WHAT YOU ARE ASKED TO DO —
Render the entries from their first line through the line containing "<point>114,461</point>" as a Markdown table with the columns Row and Text. Give each line a row number and leave out blank lines.

Begin

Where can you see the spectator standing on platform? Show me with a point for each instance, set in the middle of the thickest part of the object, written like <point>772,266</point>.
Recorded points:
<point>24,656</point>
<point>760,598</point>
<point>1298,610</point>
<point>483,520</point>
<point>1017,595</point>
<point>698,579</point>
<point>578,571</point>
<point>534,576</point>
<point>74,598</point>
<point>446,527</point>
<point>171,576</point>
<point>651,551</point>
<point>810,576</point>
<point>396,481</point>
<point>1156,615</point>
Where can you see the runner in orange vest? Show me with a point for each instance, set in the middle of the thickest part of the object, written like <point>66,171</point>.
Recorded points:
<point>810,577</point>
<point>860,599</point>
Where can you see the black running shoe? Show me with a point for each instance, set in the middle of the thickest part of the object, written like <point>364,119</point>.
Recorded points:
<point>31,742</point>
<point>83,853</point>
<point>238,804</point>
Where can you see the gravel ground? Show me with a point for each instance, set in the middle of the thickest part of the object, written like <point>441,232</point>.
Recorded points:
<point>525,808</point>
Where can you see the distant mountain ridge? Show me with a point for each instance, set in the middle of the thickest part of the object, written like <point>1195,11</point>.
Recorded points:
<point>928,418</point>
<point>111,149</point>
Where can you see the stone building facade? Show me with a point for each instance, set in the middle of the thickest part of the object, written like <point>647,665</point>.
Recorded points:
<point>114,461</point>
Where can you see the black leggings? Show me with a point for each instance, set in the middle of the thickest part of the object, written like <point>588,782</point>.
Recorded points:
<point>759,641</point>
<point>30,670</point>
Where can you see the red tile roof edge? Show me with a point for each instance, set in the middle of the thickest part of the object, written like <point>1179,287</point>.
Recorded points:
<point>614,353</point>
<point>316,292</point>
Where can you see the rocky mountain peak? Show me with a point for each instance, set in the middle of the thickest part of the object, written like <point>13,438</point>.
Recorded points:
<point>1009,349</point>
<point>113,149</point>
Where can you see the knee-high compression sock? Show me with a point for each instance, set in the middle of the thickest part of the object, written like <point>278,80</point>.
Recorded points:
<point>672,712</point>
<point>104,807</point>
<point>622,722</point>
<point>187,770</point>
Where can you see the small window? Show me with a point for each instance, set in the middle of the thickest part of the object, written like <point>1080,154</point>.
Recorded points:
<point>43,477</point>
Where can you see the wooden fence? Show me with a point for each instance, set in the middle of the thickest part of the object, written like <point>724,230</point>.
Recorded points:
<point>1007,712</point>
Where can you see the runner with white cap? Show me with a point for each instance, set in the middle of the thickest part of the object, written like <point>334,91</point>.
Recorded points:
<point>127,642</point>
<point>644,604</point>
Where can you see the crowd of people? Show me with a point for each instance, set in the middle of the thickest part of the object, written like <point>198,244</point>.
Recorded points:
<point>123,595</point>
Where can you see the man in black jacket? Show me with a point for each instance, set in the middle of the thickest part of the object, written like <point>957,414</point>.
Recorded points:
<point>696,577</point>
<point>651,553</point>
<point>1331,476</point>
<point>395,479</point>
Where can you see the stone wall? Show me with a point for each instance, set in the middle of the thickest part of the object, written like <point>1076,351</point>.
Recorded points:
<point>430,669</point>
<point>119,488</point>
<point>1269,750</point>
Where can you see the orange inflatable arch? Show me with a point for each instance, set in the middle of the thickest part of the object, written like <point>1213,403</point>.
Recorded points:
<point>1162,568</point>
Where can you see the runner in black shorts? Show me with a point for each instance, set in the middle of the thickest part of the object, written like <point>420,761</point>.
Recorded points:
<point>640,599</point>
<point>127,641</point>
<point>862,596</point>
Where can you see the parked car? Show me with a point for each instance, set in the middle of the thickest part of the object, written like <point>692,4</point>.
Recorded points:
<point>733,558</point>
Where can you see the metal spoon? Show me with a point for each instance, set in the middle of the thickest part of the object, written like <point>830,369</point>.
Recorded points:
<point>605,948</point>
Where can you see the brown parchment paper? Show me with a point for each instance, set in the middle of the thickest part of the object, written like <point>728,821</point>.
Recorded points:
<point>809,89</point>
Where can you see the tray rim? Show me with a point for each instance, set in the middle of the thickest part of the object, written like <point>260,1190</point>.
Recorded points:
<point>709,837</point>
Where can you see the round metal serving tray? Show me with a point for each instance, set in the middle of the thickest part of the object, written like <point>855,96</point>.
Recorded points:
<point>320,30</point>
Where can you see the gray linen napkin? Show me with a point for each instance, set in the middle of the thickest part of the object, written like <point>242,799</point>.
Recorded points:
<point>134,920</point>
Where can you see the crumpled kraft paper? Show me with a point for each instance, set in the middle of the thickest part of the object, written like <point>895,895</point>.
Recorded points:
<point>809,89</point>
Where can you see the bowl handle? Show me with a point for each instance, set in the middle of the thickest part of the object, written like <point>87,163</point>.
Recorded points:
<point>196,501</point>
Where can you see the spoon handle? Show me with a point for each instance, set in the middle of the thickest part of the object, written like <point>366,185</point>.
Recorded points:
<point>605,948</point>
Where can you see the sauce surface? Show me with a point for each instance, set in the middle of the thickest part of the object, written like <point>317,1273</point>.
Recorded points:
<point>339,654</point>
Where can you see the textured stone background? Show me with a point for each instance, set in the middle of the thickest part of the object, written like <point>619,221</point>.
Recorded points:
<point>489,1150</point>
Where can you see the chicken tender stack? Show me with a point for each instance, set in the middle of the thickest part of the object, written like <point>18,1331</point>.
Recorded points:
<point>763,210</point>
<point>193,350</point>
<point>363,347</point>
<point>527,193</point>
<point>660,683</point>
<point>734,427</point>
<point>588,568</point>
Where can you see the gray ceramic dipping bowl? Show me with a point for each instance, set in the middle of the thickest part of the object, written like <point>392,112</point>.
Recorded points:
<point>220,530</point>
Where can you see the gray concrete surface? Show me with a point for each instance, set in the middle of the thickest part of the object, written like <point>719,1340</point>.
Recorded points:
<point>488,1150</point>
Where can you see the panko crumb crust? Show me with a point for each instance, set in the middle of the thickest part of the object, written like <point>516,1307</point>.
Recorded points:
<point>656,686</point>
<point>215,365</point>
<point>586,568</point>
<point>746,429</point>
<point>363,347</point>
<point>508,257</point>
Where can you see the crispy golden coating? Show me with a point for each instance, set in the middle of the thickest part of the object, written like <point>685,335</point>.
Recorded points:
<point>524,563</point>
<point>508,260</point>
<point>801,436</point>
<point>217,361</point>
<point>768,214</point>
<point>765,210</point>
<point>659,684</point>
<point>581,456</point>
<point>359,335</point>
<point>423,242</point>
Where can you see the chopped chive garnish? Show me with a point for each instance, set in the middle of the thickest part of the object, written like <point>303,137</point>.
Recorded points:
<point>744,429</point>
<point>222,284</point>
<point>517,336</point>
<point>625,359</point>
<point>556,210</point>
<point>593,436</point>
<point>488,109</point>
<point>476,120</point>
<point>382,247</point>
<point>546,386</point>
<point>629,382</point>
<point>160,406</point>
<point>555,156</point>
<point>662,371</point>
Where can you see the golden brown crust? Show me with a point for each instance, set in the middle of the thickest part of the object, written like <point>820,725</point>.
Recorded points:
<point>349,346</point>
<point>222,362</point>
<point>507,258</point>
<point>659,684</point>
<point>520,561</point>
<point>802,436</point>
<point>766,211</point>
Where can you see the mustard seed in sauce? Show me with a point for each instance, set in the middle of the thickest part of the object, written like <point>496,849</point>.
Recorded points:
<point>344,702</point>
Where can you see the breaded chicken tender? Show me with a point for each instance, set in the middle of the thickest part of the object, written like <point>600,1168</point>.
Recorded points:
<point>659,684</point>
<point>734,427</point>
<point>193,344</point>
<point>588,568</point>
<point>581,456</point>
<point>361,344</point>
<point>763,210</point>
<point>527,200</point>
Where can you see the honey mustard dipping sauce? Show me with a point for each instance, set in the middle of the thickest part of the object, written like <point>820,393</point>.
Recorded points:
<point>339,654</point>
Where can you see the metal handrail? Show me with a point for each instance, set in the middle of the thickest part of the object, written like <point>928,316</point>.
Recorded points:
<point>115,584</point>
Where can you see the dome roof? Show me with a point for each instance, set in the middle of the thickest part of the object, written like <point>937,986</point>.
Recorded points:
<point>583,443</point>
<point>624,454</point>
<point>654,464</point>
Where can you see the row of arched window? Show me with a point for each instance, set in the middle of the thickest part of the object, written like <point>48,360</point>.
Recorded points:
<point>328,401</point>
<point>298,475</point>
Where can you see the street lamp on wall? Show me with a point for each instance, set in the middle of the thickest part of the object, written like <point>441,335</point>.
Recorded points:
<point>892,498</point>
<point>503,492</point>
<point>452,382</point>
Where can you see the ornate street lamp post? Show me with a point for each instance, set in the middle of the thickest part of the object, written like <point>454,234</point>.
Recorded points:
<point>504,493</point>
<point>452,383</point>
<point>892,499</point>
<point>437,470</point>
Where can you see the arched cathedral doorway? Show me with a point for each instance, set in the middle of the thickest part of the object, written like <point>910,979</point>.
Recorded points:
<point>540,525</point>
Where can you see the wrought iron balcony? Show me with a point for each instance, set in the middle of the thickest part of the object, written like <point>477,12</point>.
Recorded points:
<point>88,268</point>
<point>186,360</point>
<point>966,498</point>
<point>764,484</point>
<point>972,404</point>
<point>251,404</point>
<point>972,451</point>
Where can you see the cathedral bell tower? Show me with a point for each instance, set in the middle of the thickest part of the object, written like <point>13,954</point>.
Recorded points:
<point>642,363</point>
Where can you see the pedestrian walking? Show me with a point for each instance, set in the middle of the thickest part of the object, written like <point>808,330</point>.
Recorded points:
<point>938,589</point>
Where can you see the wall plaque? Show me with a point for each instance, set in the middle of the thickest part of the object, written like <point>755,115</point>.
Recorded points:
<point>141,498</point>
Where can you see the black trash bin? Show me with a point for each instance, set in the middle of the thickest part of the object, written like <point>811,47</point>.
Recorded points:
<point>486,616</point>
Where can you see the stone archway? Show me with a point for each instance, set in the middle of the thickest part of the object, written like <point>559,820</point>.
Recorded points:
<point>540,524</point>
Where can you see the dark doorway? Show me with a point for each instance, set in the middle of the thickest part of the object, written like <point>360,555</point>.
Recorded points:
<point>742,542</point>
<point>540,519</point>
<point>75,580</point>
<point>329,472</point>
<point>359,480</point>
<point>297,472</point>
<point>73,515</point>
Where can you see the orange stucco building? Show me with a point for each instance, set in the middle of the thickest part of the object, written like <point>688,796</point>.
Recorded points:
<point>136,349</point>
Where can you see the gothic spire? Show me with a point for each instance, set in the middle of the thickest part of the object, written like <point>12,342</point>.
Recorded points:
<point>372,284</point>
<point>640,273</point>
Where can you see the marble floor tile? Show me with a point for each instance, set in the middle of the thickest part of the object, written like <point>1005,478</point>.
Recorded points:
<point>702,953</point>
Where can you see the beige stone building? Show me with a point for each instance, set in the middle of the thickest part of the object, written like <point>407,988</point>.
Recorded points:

End

CORRECT OUTPUT —
| Row | Text |
|---|---|
| 1 | Where can you see the spectator standing on platform? Show me with a point for each instance, set in the middle of the thickest part of the object, written like <point>772,266</point>. |
| 2 | Recorded points: |
| 3 | <point>24,656</point> |
| 4 | <point>760,598</point> |
| 5 | <point>1298,610</point> |
| 6 | <point>483,520</point> |
| 7 | <point>1017,595</point> |
| 8 | <point>698,579</point> |
| 9 | <point>578,571</point> |
| 10 | <point>534,576</point> |
| 11 | <point>74,598</point> |
| 12 | <point>446,527</point> |
| 13 | <point>171,576</point> |
| 14 | <point>651,551</point> |
| 15 | <point>810,576</point> |
| 16 | <point>396,481</point> |
| 17 | <point>1156,615</point> |
| 18 | Where can you see the runner in orange vest? Show me with a point for each instance, set in the middle of the thickest part of the object, written like <point>66,171</point>. |
| 19 | Recorded points: |
| 20 | <point>810,577</point> |
| 21 | <point>860,599</point> |
| 22 | Where can you see the black running shoe? Show me with a point for each instance, set in the middle of the thickest part of the object, written like <point>364,119</point>. |
| 23 | Recorded points: |
| 24 | <point>31,742</point> |
| 25 | <point>83,853</point> |
| 26 | <point>238,804</point> |
| 27 | Where can you see the gravel ground? Show me with a point for each instance, set in the middle of the thickest part of the object, written like <point>441,232</point>. |
| 28 | Recorded points: |
| 29 | <point>525,808</point> |
| 30 | Where can you see the distant mountain ridge? Show me with a point for each instance, set in the middle of the thickest part of the object, written like <point>1195,11</point>. |
| 31 | Recorded points: |
| 32 | <point>928,418</point> |
| 33 | <point>111,149</point> |
| 34 | Where can you see the stone building facade? Show me with a point for each instance, set in the middle of the thickest part of the object, written like <point>647,665</point>. |
| 35 | Recorded points: |
| 36 | <point>114,461</point> |